Увы, ушли мы не только из Ирана. Правда, в Бушере, где помогали строить иранцам АЭС, было твердо обозначено наше присутствие. Сложное и деликатное положение, из которого мы выворачивались с не меньшим искусством, чем в прошлом веке ЦК КПСС отбрыкивалось от обвинений в поддержке "прогнившего антинародного шахского режима".
И в прошлые времена, когда Иран был государством сугубо светским, он удивлял многим. Тонет ребенок, и мой друг, в отличие от десятков застывших на берегу, бросается в воду и вытягивает его из омута. Мальчик спасен, и мы шутим, что ждет друга в переполненном золоте Иране драгоценная медаль за спасение утопающих.
Фигушки. Родители пожаловались на неверного. Зачем, если всевышний брал их сына? Кто просил противиться высшей воле? Даже наше начальство было поражено. Ну, не высылать же героя-спасителя, дело замяли: пришлось несколько дней отсидеться в гостинице, не выходить на работу.
А безобидный поход в кино мог закончиться еще и похуже. Парню-солдату показалось, что молодой инженер-шурави не так посмотрел на его уже тогда закутанную в чадру жену. Чужак, как посмел! И шел за ним, извергая проклятия и обещая кару.

**Список записей:**
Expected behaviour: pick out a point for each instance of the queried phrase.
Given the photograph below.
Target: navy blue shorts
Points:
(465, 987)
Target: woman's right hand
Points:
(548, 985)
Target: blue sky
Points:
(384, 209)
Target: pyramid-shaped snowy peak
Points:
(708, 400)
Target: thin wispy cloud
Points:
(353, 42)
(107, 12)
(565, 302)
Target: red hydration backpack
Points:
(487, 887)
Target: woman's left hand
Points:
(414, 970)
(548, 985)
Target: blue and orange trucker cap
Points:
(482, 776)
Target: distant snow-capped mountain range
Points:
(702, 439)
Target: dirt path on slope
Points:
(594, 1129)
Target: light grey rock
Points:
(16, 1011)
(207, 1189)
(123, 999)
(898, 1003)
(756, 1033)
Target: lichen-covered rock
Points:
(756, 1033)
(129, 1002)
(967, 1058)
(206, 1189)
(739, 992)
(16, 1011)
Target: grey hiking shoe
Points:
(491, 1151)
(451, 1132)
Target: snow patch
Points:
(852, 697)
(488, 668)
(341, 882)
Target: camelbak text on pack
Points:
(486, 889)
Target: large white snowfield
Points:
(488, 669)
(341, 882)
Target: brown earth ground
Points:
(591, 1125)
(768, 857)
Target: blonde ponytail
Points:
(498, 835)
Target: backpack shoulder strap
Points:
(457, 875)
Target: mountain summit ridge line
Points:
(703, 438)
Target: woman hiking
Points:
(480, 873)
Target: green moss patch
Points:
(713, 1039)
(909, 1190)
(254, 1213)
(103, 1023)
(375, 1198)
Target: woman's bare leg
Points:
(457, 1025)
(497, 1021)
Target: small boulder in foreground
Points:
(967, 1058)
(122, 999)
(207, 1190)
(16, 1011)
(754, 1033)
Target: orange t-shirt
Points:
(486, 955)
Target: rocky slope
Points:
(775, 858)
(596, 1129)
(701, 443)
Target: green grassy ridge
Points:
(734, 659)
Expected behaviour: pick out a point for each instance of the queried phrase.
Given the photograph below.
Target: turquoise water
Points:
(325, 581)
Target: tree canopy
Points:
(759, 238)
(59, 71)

**Что сделать:**
a – Кратко перескажите отрывок о работе в Иране в двух предложениях.
b – Продолжите отрывок о работе в Иране с того места, где он заканчивается.
Перечень никак не связан с отрывком.

**Результаты:**
a – Когда Иран был сугубо светским государством, друг рассказчика спас тонущего мальчика, но родители пожаловались на неверного, и другу пришлось несколько дней отсидеться в гостинице. Даже поход в кино мог закончиться хуже: солдату показалось, что молодой инженер-шурави не так посмотрел на его жену, и он шел за инженером, извергая проклятия и обещая кару.

b –
Но в то же время нет народа благожелательнее персов. Тебя проведут по улице. Заблудишься - помогут выбраться. Сидя в кафе или маленьком ресторанчике, не удивляйся приглашению отведать национальное блюдо с соседнего столика. И уж точно неловко не выпить чаю из любезно предложенного чайничка.
Но все это - лишь сугубо мужские дела. Ханум - женщинам не место в этой нашей игре. И если даже ты сидишь в гостях у пригласившего тебя иранца, ты вряд ли увидишь его супругу. Лишь где-то там, за занавеской, мелькнет тонкая женская рука, с золотым браслетом на тонкой кисти и подаст новое блюдо мужу.
Однажды наша коллега-журналистка просто забыла покрыть платком длинные блондинистые волосы. Какое же недоумение это вызвало... Все произошло не в мечети, а в тегеранском зале заседаний. Даме моментально принесли темное покрывало. Хотел бы я знать, впрочем, чего там, конечно, знаю, что бы произошло, попытайся непонятно как разодетая женщина совершить нечто отличающееся от традиционного в святом для персов месте. Нет, только не это! Ведь жизнь должна продолжаться.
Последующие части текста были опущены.